═════ Text provided

4) Jet said above (post 12): "It would be like if Shakespeare just kept writing plays about Romeo and Juliet and Hamlet and then he wrote a crossover where Puck fights King Lear." I chuckle at the idea. I'd pay goode olde money (a shilling or two) for a Marlowe/Shakespeare crossover done with woodcuts: Faust vs Prospero. Elizabethan Jack Kirby stylee.

All very interesting--to me! perhaps to someone else?



message 125: by Martin (new)

Martin | 0 comments
So we had not upset you, William? Your unpleasant remarks are merely the result of a natural unpleasantness? I remember your earlier statement about the advantages of internet reading very well, and thinking that it boded ill for the future.

Well, I'm pulling out. There is no joy in being in a reading thread consisting of two readers plus William.





message 126: by Candy (last edited Apr 21, 2009 03:06AM) (new)

══════════
═════ Given information

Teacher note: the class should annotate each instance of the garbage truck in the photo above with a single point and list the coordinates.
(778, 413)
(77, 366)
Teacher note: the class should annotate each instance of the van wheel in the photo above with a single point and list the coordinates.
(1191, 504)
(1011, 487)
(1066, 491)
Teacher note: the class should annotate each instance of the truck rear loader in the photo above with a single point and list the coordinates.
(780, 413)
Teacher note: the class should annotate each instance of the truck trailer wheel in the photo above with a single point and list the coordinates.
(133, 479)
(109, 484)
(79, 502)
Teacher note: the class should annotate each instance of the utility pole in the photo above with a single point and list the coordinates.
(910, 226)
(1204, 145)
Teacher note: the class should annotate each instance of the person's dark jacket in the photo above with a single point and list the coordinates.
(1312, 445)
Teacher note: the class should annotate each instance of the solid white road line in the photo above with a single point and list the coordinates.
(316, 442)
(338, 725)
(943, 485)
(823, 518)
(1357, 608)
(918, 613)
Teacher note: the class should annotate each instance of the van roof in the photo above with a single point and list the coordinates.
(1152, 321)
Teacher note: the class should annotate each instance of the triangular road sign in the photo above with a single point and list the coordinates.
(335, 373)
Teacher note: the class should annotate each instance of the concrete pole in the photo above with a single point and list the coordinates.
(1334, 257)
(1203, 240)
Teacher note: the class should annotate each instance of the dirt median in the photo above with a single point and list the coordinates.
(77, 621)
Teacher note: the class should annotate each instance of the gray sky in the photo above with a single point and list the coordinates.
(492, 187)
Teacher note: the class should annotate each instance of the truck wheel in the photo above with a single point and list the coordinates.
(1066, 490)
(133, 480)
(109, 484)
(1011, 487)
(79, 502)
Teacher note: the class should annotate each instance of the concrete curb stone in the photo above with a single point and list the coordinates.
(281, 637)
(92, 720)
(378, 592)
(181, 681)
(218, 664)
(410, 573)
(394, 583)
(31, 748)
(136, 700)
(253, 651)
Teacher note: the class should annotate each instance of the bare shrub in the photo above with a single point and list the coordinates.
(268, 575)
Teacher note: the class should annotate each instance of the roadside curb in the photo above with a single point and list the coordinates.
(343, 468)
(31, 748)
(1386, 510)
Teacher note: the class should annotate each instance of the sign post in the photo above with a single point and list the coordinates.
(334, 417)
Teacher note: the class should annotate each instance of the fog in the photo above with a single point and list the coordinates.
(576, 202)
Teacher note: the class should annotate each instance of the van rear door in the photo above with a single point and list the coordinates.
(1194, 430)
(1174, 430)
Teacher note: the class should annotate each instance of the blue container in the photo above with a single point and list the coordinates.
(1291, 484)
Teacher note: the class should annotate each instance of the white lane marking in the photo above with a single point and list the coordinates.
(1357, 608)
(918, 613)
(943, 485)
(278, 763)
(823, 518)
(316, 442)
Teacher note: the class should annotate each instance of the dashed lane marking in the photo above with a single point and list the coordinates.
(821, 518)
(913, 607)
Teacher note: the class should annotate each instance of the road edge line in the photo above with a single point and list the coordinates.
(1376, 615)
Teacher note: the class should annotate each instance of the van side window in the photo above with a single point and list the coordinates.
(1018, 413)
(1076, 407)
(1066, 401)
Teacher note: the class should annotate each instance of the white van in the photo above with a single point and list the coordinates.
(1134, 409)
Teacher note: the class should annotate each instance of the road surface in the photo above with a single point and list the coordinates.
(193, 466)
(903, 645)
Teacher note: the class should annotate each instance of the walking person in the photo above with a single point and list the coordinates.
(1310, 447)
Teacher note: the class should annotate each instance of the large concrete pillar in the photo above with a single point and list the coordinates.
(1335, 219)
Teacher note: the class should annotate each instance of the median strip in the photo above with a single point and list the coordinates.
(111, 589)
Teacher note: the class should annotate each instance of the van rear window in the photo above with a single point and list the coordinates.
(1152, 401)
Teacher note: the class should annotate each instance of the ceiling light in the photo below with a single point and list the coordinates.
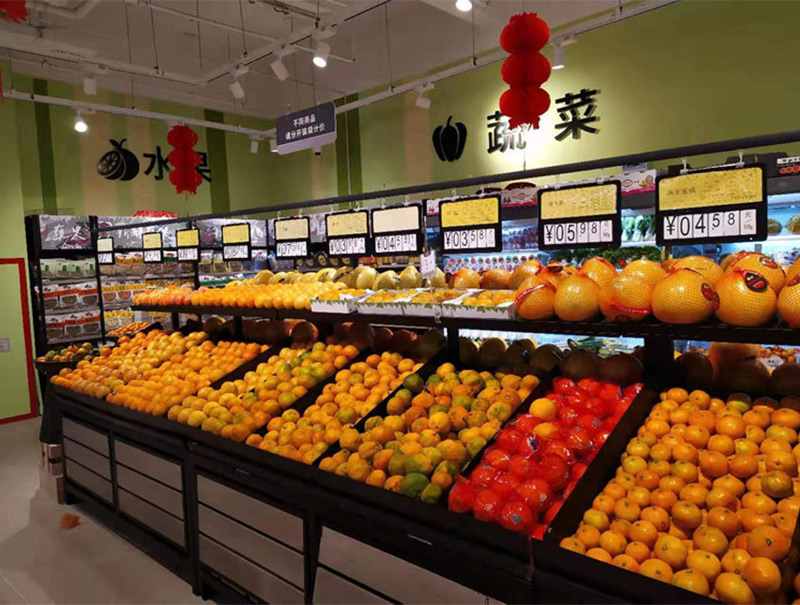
(80, 124)
(90, 85)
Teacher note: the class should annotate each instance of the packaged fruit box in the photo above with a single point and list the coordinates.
(704, 497)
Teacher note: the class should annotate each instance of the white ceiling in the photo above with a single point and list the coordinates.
(423, 35)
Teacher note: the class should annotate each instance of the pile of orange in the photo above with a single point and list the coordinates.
(355, 392)
(706, 497)
(240, 407)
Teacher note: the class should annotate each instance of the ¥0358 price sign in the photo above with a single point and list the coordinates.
(582, 216)
(718, 205)
(471, 225)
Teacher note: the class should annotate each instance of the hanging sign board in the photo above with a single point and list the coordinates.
(582, 216)
(306, 129)
(292, 237)
(105, 250)
(718, 205)
(348, 233)
(236, 242)
(152, 246)
(188, 243)
(471, 225)
(397, 230)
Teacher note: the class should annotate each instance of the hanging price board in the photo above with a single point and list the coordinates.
(581, 216)
(105, 250)
(718, 205)
(188, 243)
(152, 246)
(292, 237)
(236, 242)
(471, 225)
(348, 233)
(397, 230)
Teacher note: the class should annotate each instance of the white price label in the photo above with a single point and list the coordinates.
(392, 244)
(469, 239)
(347, 246)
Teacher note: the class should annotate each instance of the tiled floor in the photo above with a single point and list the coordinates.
(39, 563)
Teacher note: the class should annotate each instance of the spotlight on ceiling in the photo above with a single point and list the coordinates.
(80, 124)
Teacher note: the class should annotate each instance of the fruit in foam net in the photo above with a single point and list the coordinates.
(645, 270)
(745, 298)
(625, 298)
(763, 265)
(577, 299)
(599, 269)
(683, 297)
(538, 457)
(704, 266)
(690, 503)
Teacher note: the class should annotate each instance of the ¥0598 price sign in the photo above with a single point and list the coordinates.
(583, 216)
(471, 225)
(719, 205)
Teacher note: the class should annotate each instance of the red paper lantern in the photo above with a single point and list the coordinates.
(13, 10)
(525, 33)
(184, 159)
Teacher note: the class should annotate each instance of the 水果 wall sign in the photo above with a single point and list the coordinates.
(347, 232)
(292, 237)
(471, 225)
(719, 205)
(397, 230)
(580, 216)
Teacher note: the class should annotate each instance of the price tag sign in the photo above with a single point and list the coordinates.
(236, 242)
(292, 237)
(152, 246)
(471, 225)
(397, 230)
(105, 250)
(348, 233)
(582, 216)
(717, 205)
(188, 242)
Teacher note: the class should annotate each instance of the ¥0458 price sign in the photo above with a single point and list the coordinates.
(583, 216)
(718, 205)
(471, 225)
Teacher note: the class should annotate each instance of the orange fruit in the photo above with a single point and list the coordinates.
(683, 297)
(732, 588)
(745, 299)
(577, 298)
(625, 299)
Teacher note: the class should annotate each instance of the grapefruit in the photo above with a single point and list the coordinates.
(683, 297)
(704, 266)
(789, 302)
(555, 273)
(577, 298)
(645, 270)
(745, 298)
(599, 269)
(625, 298)
(535, 300)
(762, 264)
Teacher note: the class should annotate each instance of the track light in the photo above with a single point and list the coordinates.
(80, 124)
(90, 85)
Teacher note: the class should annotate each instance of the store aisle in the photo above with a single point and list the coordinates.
(39, 563)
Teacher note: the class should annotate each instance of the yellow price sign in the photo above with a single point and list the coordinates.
(151, 241)
(475, 211)
(236, 234)
(347, 223)
(579, 202)
(722, 187)
(187, 238)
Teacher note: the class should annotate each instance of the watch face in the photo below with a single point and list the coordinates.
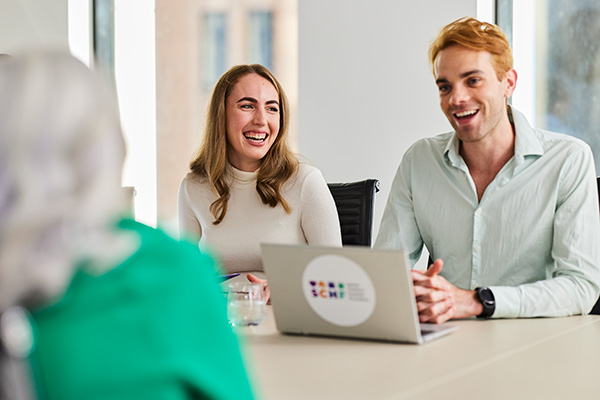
(486, 295)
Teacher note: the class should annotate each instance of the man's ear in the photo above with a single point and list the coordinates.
(510, 82)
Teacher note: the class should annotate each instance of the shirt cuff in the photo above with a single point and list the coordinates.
(508, 301)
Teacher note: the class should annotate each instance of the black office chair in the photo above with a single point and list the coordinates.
(355, 204)
(596, 309)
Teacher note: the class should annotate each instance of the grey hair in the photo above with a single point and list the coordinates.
(61, 159)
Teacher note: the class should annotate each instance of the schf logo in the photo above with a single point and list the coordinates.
(338, 290)
(329, 290)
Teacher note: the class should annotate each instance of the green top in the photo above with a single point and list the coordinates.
(155, 327)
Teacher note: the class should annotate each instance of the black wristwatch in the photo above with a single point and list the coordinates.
(486, 297)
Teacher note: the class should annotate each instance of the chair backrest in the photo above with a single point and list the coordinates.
(355, 204)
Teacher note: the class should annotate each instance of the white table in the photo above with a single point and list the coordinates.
(543, 358)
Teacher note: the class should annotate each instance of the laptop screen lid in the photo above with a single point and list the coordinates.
(354, 292)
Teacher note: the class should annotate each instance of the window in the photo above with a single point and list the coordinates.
(557, 57)
(260, 38)
(215, 48)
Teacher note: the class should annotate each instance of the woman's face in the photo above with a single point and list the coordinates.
(252, 111)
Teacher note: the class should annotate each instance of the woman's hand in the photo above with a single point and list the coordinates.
(264, 282)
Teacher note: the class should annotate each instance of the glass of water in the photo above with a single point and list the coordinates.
(246, 303)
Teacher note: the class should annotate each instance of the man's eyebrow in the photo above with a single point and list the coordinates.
(473, 72)
(463, 75)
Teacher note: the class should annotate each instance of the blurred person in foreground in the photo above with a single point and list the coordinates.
(118, 310)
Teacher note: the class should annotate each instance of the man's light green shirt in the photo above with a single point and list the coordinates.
(534, 237)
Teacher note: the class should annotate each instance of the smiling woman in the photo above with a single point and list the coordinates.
(246, 186)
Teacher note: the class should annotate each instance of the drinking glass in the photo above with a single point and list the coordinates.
(246, 303)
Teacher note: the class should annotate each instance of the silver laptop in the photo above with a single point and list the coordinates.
(354, 292)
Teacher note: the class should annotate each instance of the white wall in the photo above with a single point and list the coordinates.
(366, 92)
(31, 24)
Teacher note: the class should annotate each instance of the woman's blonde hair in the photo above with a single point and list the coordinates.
(278, 164)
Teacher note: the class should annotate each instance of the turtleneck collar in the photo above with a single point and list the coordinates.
(242, 178)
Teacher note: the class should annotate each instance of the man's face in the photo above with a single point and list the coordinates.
(471, 96)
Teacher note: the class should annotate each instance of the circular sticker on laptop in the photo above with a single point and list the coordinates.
(338, 290)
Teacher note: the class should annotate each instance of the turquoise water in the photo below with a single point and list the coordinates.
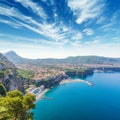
(79, 101)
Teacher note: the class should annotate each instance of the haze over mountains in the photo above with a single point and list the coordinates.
(78, 60)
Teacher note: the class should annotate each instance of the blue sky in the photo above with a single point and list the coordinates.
(60, 28)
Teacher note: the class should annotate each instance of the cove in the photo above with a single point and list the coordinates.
(79, 101)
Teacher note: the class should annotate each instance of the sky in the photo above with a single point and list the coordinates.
(60, 28)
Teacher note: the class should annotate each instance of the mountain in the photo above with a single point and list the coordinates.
(8, 75)
(78, 60)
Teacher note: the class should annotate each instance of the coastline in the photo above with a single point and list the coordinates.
(41, 95)
(77, 80)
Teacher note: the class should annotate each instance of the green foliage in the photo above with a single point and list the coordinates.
(25, 73)
(2, 90)
(1, 73)
(16, 106)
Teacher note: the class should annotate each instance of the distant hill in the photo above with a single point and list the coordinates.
(78, 60)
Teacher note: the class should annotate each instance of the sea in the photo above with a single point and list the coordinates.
(80, 101)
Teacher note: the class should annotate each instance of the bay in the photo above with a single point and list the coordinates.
(79, 101)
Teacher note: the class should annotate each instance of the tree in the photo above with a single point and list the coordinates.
(2, 90)
(17, 106)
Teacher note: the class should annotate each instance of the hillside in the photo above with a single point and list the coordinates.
(78, 60)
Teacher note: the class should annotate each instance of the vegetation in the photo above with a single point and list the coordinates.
(15, 106)
(2, 90)
(1, 73)
(25, 73)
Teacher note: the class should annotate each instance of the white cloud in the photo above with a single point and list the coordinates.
(101, 20)
(50, 31)
(88, 31)
(77, 36)
(29, 4)
(85, 9)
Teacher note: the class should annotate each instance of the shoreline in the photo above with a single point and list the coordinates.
(77, 80)
(39, 96)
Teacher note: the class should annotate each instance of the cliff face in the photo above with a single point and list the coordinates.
(8, 75)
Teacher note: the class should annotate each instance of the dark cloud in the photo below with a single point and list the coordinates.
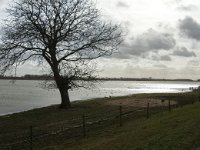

══════════

Directive A:
From the forum thread, return the text starting with "4) Jet said" and going on through "readers plus William.".
Directive B:
Condense the forum thread paragraph beginning "So we had not upset you, William?" into one or two shorter sentences that keep its main points.
Directive C:
Answer these questions from the forum thread:
(i) In which post did Jet make the remark about Shakespeare?
(ii) Who wrote message 125?
(iii) When was message 126 last edited?
The rows have no part in this work.

Written reply A:
4) Jet said above (post 12): "It would be like if Shakespeare just kept writing plays about Romeo and Juliet and Hamlet and then he wrote a crossover where Puck fights King Lear." I chuckle at the idea. I'd pay goode olde money (a shilling or two) for a Marlowe/Shakespeare crossover done with woodcuts: Faust vs Prospero. Elizabethan Jack Kirby stylee.

All very interesting--to me! perhaps to someone else?



message 125: by Martin (new)

Martin | 0 comments
So we had not upset you, William? Your unpleasant remarks are merely the result of a natural unpleasantness? I remember your earlier statement about the advantages of internet reading very well, and thinking that it boded ill for the future.

Well, I'm pulling out. There is no joy in being in a reading thread consisting of two readers plus William.

Written reply B:
Martin asks whether William's unpleasant remarks come from a natural unpleasantness rather than from being upset. He says he remembers William's earlier statement about the advantages of internet reading and thought it boded ill for the future.

Written reply C:
(i) Post 12
(ii) Martin
(iii) Apr 21, 2009 03:06AM